> SHORT EXERCISE:
Which lines in the material below contain the string "tractor"? Report each of them in full, matching case exactly.

+++++

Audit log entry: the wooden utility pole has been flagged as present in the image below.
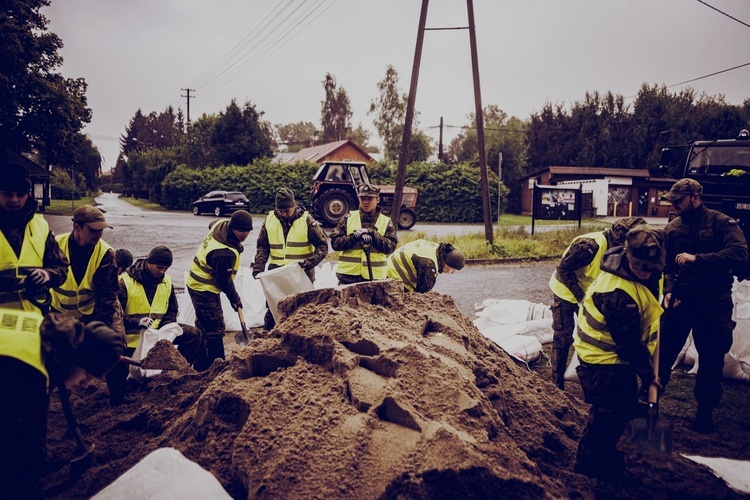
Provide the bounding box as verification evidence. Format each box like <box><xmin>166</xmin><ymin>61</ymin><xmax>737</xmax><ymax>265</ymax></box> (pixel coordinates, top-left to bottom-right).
<box><xmin>466</xmin><ymin>0</ymin><xmax>495</xmax><ymax>245</ymax></box>
<box><xmin>391</xmin><ymin>0</ymin><xmax>430</xmax><ymax>228</ymax></box>
<box><xmin>182</xmin><ymin>89</ymin><xmax>195</xmax><ymax>168</ymax></box>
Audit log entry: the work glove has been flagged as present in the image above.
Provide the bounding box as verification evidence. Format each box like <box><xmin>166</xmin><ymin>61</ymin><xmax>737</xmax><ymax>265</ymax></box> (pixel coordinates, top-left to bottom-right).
<box><xmin>26</xmin><ymin>269</ymin><xmax>49</xmax><ymax>285</ymax></box>
<box><xmin>138</xmin><ymin>317</ymin><xmax>154</xmax><ymax>328</ymax></box>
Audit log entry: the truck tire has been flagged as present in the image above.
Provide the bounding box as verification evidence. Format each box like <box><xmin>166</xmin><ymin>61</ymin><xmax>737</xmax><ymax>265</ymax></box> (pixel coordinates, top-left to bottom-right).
<box><xmin>398</xmin><ymin>208</ymin><xmax>417</xmax><ymax>230</ymax></box>
<box><xmin>314</xmin><ymin>188</ymin><xmax>357</xmax><ymax>227</ymax></box>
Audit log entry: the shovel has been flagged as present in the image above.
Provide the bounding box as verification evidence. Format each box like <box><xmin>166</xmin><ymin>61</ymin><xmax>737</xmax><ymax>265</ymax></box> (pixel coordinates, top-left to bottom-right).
<box><xmin>625</xmin><ymin>320</ymin><xmax>674</xmax><ymax>455</ymax></box>
<box><xmin>58</xmin><ymin>384</ymin><xmax>94</xmax><ymax>477</ymax></box>
<box><xmin>234</xmin><ymin>307</ymin><xmax>253</xmax><ymax>346</ymax></box>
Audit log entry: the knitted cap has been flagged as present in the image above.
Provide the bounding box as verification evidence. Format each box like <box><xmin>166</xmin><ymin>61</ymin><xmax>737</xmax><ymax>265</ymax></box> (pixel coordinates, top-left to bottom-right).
<box><xmin>146</xmin><ymin>245</ymin><xmax>172</xmax><ymax>267</ymax></box>
<box><xmin>625</xmin><ymin>224</ymin><xmax>667</xmax><ymax>273</ymax></box>
<box><xmin>115</xmin><ymin>248</ymin><xmax>133</xmax><ymax>269</ymax></box>
<box><xmin>74</xmin><ymin>321</ymin><xmax>125</xmax><ymax>378</ymax></box>
<box><xmin>0</xmin><ymin>163</ymin><xmax>31</xmax><ymax>193</ymax></box>
<box><xmin>73</xmin><ymin>205</ymin><xmax>112</xmax><ymax>231</ymax></box>
<box><xmin>445</xmin><ymin>248</ymin><xmax>466</xmax><ymax>270</ymax></box>
<box><xmin>661</xmin><ymin>179</ymin><xmax>703</xmax><ymax>201</ymax></box>
<box><xmin>229</xmin><ymin>210</ymin><xmax>253</xmax><ymax>231</ymax></box>
<box><xmin>276</xmin><ymin>188</ymin><xmax>297</xmax><ymax>210</ymax></box>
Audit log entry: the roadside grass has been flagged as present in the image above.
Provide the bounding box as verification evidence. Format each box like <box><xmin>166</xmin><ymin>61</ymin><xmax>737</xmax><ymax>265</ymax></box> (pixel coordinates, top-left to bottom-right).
<box><xmin>44</xmin><ymin>196</ymin><xmax>96</xmax><ymax>215</ymax></box>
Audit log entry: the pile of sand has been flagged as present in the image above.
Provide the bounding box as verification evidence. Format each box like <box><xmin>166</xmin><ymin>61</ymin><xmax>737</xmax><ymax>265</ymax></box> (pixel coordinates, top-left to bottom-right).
<box><xmin>45</xmin><ymin>281</ymin><xmax>740</xmax><ymax>498</ymax></box>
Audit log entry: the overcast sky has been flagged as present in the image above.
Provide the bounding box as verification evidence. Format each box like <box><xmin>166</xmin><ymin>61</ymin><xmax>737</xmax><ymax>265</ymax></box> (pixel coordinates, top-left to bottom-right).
<box><xmin>43</xmin><ymin>0</ymin><xmax>750</xmax><ymax>171</ymax></box>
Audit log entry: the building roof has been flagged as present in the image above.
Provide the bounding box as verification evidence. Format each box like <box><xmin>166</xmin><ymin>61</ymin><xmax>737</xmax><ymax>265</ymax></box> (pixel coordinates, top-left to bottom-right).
<box><xmin>286</xmin><ymin>139</ymin><xmax>372</xmax><ymax>163</ymax></box>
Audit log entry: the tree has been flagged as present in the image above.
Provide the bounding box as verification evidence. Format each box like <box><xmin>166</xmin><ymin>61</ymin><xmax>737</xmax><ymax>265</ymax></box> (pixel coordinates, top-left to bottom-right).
<box><xmin>0</xmin><ymin>0</ymin><xmax>91</xmax><ymax>162</ymax></box>
<box><xmin>320</xmin><ymin>73</ymin><xmax>353</xmax><ymax>143</ymax></box>
<box><xmin>367</xmin><ymin>64</ymin><xmax>407</xmax><ymax>161</ymax></box>
<box><xmin>275</xmin><ymin>122</ymin><xmax>320</xmax><ymax>153</ymax></box>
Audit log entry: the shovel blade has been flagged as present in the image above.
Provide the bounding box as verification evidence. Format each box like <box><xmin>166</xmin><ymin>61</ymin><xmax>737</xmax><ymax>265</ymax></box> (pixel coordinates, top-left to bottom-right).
<box><xmin>624</xmin><ymin>418</ymin><xmax>674</xmax><ymax>455</ymax></box>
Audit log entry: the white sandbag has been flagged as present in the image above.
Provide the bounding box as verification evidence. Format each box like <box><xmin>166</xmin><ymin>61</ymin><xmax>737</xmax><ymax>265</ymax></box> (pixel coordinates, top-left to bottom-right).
<box><xmin>258</xmin><ymin>262</ymin><xmax>315</xmax><ymax>321</ymax></box>
<box><xmin>128</xmin><ymin>323</ymin><xmax>182</xmax><ymax>380</ymax></box>
<box><xmin>93</xmin><ymin>448</ymin><xmax>232</xmax><ymax>500</ymax></box>
<box><xmin>682</xmin><ymin>454</ymin><xmax>750</xmax><ymax>495</ymax></box>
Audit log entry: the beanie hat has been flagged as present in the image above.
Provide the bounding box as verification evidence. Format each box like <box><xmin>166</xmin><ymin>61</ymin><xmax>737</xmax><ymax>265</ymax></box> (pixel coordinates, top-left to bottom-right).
<box><xmin>610</xmin><ymin>217</ymin><xmax>646</xmax><ymax>247</ymax></box>
<box><xmin>229</xmin><ymin>210</ymin><xmax>253</xmax><ymax>231</ymax></box>
<box><xmin>0</xmin><ymin>163</ymin><xmax>32</xmax><ymax>194</ymax></box>
<box><xmin>276</xmin><ymin>188</ymin><xmax>297</xmax><ymax>210</ymax></box>
<box><xmin>115</xmin><ymin>248</ymin><xmax>133</xmax><ymax>269</ymax></box>
<box><xmin>445</xmin><ymin>248</ymin><xmax>466</xmax><ymax>271</ymax></box>
<box><xmin>146</xmin><ymin>245</ymin><xmax>172</xmax><ymax>267</ymax></box>
<box><xmin>625</xmin><ymin>224</ymin><xmax>667</xmax><ymax>273</ymax></box>
<box><xmin>74</xmin><ymin>321</ymin><xmax>125</xmax><ymax>378</ymax></box>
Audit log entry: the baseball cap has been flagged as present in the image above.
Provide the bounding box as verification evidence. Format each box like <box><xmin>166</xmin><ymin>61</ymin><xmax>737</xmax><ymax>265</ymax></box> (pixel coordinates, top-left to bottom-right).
<box><xmin>661</xmin><ymin>179</ymin><xmax>703</xmax><ymax>201</ymax></box>
<box><xmin>73</xmin><ymin>205</ymin><xmax>112</xmax><ymax>231</ymax></box>
<box><xmin>357</xmin><ymin>184</ymin><xmax>380</xmax><ymax>198</ymax></box>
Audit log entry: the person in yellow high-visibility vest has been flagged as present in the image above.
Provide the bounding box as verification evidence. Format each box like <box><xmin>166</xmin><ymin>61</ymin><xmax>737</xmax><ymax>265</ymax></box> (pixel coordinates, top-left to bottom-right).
<box><xmin>549</xmin><ymin>217</ymin><xmax>646</xmax><ymax>389</ymax></box>
<box><xmin>331</xmin><ymin>184</ymin><xmax>398</xmax><ymax>285</ymax></box>
<box><xmin>0</xmin><ymin>163</ymin><xmax>68</xmax><ymax>313</ymax></box>
<box><xmin>252</xmin><ymin>188</ymin><xmax>328</xmax><ymax>330</ymax></box>
<box><xmin>573</xmin><ymin>224</ymin><xmax>666</xmax><ymax>479</ymax></box>
<box><xmin>388</xmin><ymin>240</ymin><xmax>465</xmax><ymax>293</ymax></box>
<box><xmin>0</xmin><ymin>308</ymin><xmax>125</xmax><ymax>499</ymax></box>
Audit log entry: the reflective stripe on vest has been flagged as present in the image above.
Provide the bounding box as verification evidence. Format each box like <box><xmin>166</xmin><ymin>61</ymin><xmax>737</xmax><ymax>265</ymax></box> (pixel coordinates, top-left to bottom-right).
<box><xmin>0</xmin><ymin>214</ymin><xmax>49</xmax><ymax>312</ymax></box>
<box><xmin>0</xmin><ymin>308</ymin><xmax>49</xmax><ymax>386</ymax></box>
<box><xmin>337</xmin><ymin>210</ymin><xmax>390</xmax><ymax>280</ymax></box>
<box><xmin>266</xmin><ymin>210</ymin><xmax>315</xmax><ymax>266</ymax></box>
<box><xmin>121</xmin><ymin>270</ymin><xmax>172</xmax><ymax>347</ymax></box>
<box><xmin>549</xmin><ymin>232</ymin><xmax>607</xmax><ymax>303</ymax></box>
<box><xmin>573</xmin><ymin>271</ymin><xmax>663</xmax><ymax>365</ymax></box>
<box><xmin>185</xmin><ymin>226</ymin><xmax>240</xmax><ymax>293</ymax></box>
<box><xmin>388</xmin><ymin>240</ymin><xmax>440</xmax><ymax>292</ymax></box>
<box><xmin>52</xmin><ymin>233</ymin><xmax>112</xmax><ymax>318</ymax></box>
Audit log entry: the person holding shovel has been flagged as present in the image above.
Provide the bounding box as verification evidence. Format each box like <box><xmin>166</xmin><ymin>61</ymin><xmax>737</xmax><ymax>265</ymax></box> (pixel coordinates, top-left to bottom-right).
<box><xmin>573</xmin><ymin>224</ymin><xmax>665</xmax><ymax>479</ymax></box>
<box><xmin>388</xmin><ymin>240</ymin><xmax>465</xmax><ymax>293</ymax></box>
<box><xmin>659</xmin><ymin>179</ymin><xmax>747</xmax><ymax>434</ymax></box>
<box><xmin>0</xmin><ymin>163</ymin><xmax>68</xmax><ymax>314</ymax></box>
<box><xmin>252</xmin><ymin>188</ymin><xmax>328</xmax><ymax>330</ymax></box>
<box><xmin>0</xmin><ymin>308</ymin><xmax>125</xmax><ymax>499</ymax></box>
<box><xmin>110</xmin><ymin>245</ymin><xmax>202</xmax><ymax>404</ymax></box>
<box><xmin>185</xmin><ymin>210</ymin><xmax>253</xmax><ymax>370</ymax></box>
<box><xmin>331</xmin><ymin>184</ymin><xmax>398</xmax><ymax>285</ymax></box>
<box><xmin>549</xmin><ymin>217</ymin><xmax>646</xmax><ymax>389</ymax></box>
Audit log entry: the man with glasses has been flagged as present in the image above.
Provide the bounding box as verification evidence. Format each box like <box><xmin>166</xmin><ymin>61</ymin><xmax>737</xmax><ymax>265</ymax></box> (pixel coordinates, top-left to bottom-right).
<box><xmin>659</xmin><ymin>179</ymin><xmax>747</xmax><ymax>434</ymax></box>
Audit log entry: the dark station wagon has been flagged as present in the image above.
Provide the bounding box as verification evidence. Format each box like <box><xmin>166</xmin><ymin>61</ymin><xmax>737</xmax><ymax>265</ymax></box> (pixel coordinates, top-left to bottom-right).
<box><xmin>193</xmin><ymin>191</ymin><xmax>250</xmax><ymax>217</ymax></box>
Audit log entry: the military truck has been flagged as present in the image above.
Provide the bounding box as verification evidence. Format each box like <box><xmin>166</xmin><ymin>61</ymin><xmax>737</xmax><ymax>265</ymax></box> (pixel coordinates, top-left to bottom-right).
<box><xmin>658</xmin><ymin>129</ymin><xmax>750</xmax><ymax>278</ymax></box>
<box><xmin>310</xmin><ymin>161</ymin><xmax>417</xmax><ymax>229</ymax></box>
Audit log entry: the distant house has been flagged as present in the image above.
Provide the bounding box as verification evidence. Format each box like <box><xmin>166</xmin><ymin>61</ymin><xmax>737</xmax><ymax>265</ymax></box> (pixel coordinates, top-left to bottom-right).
<box><xmin>286</xmin><ymin>139</ymin><xmax>374</xmax><ymax>163</ymax></box>
<box><xmin>521</xmin><ymin>166</ymin><xmax>675</xmax><ymax>217</ymax></box>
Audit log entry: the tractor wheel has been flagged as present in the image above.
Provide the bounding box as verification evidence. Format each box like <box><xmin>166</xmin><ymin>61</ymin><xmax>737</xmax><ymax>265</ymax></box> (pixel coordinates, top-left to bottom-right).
<box><xmin>315</xmin><ymin>188</ymin><xmax>357</xmax><ymax>226</ymax></box>
<box><xmin>398</xmin><ymin>208</ymin><xmax>417</xmax><ymax>229</ymax></box>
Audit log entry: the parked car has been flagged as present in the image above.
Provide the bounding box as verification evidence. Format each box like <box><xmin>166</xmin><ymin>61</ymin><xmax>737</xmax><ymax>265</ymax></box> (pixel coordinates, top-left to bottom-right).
<box><xmin>193</xmin><ymin>191</ymin><xmax>250</xmax><ymax>217</ymax></box>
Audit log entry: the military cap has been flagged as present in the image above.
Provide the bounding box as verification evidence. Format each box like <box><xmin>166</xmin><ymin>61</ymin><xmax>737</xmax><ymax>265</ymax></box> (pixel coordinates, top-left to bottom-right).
<box><xmin>661</xmin><ymin>179</ymin><xmax>703</xmax><ymax>202</ymax></box>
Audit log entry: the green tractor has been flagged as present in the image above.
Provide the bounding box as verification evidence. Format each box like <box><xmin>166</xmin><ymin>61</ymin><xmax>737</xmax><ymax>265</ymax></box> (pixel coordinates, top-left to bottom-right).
<box><xmin>310</xmin><ymin>161</ymin><xmax>417</xmax><ymax>229</ymax></box>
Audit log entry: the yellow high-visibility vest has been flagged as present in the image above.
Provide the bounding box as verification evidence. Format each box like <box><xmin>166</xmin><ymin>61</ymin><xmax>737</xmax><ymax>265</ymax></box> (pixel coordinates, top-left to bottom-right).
<box><xmin>388</xmin><ymin>240</ymin><xmax>440</xmax><ymax>292</ymax></box>
<box><xmin>120</xmin><ymin>271</ymin><xmax>172</xmax><ymax>347</ymax></box>
<box><xmin>185</xmin><ymin>229</ymin><xmax>240</xmax><ymax>293</ymax></box>
<box><xmin>549</xmin><ymin>232</ymin><xmax>607</xmax><ymax>304</ymax></box>
<box><xmin>573</xmin><ymin>271</ymin><xmax>664</xmax><ymax>365</ymax></box>
<box><xmin>0</xmin><ymin>308</ymin><xmax>49</xmax><ymax>386</ymax></box>
<box><xmin>52</xmin><ymin>233</ymin><xmax>112</xmax><ymax>318</ymax></box>
<box><xmin>266</xmin><ymin>210</ymin><xmax>315</xmax><ymax>267</ymax></box>
<box><xmin>0</xmin><ymin>214</ymin><xmax>49</xmax><ymax>312</ymax></box>
<box><xmin>337</xmin><ymin>210</ymin><xmax>390</xmax><ymax>280</ymax></box>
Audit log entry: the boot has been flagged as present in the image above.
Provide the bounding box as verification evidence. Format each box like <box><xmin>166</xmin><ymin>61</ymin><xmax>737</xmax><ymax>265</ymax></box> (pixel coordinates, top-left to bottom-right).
<box><xmin>552</xmin><ymin>347</ymin><xmax>570</xmax><ymax>390</ymax></box>
<box><xmin>693</xmin><ymin>403</ymin><xmax>716</xmax><ymax>434</ymax></box>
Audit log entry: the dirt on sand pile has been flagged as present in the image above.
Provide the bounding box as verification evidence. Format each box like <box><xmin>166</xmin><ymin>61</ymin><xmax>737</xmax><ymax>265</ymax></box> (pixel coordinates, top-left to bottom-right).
<box><xmin>45</xmin><ymin>281</ymin><xmax>744</xmax><ymax>498</ymax></box>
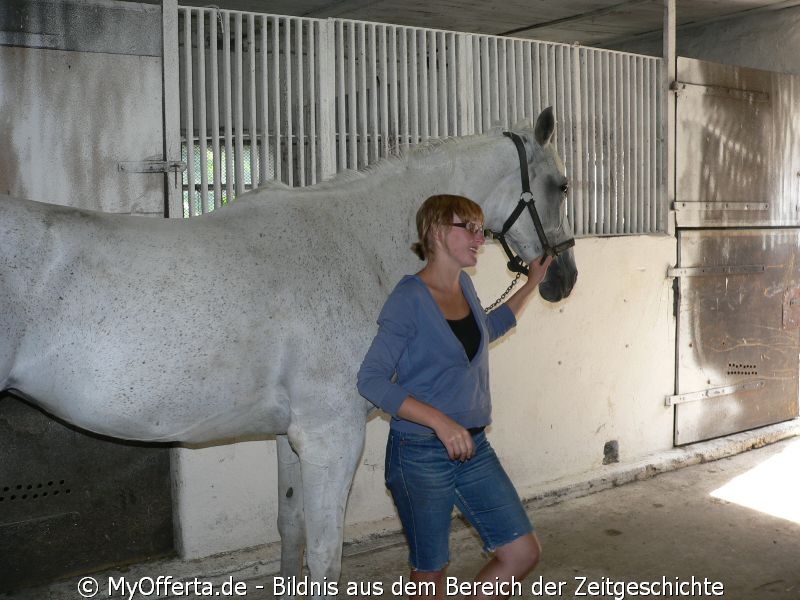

+++++

> OUTPUT FOR THIS EXERCISE:
Audit log entry: the tractor wheel has been flagged as present in the image above.
Audit log entry: the green tractor has been flagged as present in the image above.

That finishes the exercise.